(GIVEN RECORDS Opens)

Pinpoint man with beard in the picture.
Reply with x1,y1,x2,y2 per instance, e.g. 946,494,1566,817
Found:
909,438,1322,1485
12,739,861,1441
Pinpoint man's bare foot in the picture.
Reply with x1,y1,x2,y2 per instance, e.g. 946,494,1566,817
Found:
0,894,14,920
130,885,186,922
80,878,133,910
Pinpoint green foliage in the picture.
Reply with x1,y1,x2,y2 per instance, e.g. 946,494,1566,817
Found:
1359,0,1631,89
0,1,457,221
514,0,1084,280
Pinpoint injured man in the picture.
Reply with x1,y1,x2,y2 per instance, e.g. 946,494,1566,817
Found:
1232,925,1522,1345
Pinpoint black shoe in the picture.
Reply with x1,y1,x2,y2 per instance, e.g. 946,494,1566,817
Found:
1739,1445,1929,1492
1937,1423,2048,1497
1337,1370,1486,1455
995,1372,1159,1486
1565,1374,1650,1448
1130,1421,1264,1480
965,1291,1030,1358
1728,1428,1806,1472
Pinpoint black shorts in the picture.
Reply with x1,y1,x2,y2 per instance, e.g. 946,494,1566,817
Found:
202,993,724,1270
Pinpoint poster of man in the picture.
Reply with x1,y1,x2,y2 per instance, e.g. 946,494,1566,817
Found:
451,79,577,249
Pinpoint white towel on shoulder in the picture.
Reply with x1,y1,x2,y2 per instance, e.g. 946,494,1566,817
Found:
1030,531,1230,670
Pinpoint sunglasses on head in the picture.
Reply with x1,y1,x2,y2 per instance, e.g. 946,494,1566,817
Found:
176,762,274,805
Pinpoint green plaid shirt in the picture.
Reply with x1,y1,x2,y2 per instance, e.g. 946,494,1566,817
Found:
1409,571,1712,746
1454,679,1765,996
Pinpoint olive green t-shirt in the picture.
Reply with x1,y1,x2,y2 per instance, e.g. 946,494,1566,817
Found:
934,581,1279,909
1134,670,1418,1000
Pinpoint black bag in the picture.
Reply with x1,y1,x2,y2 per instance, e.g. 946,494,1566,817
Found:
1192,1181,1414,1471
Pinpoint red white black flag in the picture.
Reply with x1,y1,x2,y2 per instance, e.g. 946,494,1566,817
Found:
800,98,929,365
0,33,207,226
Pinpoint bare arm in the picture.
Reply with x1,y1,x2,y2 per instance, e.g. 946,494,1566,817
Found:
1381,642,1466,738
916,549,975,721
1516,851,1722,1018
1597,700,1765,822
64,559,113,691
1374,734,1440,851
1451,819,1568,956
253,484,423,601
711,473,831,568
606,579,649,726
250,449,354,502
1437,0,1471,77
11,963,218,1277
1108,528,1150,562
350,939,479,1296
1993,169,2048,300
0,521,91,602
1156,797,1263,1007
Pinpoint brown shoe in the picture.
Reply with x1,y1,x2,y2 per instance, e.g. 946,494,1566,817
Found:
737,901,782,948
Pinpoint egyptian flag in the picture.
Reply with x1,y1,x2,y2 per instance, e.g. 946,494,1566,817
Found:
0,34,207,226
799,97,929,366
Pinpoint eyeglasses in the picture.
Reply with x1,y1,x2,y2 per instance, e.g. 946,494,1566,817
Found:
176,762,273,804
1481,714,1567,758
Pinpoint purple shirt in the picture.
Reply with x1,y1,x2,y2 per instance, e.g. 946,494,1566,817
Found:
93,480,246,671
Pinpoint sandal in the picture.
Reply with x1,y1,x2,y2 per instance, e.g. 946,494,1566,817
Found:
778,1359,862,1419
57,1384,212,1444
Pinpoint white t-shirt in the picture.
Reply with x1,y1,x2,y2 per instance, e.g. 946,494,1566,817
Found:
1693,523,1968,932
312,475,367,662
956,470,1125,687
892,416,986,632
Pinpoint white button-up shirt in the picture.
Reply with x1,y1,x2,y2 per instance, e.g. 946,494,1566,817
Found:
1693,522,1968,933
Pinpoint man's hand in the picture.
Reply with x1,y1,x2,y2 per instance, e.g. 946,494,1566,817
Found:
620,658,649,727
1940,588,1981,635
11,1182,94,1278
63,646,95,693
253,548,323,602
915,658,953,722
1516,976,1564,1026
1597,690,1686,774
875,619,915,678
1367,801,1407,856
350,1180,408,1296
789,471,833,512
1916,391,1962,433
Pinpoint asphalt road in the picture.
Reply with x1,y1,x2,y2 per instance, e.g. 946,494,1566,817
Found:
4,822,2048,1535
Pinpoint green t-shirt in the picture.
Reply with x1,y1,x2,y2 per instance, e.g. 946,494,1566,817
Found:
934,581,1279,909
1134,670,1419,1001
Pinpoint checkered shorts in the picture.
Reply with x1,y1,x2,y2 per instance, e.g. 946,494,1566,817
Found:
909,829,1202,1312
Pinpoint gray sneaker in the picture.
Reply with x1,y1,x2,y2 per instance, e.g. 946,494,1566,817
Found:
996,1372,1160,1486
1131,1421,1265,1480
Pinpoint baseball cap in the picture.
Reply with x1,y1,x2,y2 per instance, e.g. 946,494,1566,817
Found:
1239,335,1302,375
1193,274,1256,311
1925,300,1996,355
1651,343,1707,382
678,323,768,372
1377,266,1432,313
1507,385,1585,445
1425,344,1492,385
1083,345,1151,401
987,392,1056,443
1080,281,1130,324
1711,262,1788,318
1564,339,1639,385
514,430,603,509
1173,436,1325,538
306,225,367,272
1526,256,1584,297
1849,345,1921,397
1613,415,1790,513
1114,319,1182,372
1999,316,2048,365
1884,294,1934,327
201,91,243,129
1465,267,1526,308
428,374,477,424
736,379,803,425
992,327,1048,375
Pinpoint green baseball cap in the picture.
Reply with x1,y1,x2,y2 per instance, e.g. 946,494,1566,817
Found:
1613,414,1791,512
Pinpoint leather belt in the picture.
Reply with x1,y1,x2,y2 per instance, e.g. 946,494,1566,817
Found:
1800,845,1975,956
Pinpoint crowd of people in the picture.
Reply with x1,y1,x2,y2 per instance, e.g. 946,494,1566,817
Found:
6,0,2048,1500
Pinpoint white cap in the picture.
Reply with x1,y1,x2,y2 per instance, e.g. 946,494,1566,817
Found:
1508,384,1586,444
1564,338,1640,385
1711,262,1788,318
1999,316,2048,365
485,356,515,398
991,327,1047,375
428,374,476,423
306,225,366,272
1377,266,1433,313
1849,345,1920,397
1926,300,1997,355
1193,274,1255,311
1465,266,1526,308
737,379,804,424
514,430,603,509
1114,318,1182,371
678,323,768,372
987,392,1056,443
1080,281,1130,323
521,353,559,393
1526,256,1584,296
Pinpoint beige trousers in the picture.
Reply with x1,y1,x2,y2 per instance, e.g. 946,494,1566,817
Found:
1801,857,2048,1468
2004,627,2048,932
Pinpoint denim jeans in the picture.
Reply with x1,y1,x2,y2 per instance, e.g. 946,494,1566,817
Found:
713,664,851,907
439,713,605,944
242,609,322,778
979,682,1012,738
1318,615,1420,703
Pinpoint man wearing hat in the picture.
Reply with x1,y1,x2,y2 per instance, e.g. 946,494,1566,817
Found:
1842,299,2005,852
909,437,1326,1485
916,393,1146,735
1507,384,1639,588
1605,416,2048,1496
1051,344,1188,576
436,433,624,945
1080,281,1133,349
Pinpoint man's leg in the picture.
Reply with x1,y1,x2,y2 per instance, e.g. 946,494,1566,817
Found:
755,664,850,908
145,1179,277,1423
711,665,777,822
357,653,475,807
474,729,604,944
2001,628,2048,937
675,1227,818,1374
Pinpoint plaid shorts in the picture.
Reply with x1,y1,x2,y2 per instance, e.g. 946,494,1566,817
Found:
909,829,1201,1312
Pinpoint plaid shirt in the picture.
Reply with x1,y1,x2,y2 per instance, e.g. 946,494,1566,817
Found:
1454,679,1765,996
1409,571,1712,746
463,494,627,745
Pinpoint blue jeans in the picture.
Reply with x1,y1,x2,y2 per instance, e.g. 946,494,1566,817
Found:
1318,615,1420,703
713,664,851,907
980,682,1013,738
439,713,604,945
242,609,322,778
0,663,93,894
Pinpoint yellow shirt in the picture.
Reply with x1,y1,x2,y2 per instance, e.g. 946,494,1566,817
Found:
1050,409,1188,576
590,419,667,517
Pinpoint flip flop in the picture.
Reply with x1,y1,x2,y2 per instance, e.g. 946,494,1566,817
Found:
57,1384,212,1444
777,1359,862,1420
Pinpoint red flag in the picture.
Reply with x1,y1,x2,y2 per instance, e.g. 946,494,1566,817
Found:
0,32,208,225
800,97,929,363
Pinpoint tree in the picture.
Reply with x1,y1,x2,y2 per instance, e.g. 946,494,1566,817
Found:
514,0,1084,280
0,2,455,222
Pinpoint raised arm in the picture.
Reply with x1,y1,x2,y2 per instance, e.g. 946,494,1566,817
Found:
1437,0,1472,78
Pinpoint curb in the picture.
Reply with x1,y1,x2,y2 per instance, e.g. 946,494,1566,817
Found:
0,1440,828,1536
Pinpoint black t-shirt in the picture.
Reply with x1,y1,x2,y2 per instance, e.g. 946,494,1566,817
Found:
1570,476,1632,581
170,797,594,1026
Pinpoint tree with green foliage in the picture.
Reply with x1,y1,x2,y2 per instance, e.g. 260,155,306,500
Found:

(GIVEN RECORDS Closes)

WHAT IS EXPECTED
Give the number of lines in the data above that contain the word "shoe", with no accompanying text.

WRITTEN REPLY
2